BEGIN

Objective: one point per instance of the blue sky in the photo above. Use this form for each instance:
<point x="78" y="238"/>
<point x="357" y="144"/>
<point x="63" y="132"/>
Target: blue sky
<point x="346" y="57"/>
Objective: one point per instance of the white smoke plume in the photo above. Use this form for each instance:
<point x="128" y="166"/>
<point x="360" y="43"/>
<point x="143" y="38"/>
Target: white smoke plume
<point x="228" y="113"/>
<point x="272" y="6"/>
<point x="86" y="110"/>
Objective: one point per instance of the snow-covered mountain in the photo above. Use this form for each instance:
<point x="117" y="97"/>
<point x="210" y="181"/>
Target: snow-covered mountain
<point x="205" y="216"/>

END

## What is being asked:
Show every line from the listing that contains "instance".

## Reply:
Objective: one point per instance of the blue sky in the photo above. Use this form for each instance:
Objective: one point per instance of the white smoke plume in the photo above. Use this form for each instance:
Objective: one point per instance of the snow-covered mountain in the photo above. Use this form for each instance:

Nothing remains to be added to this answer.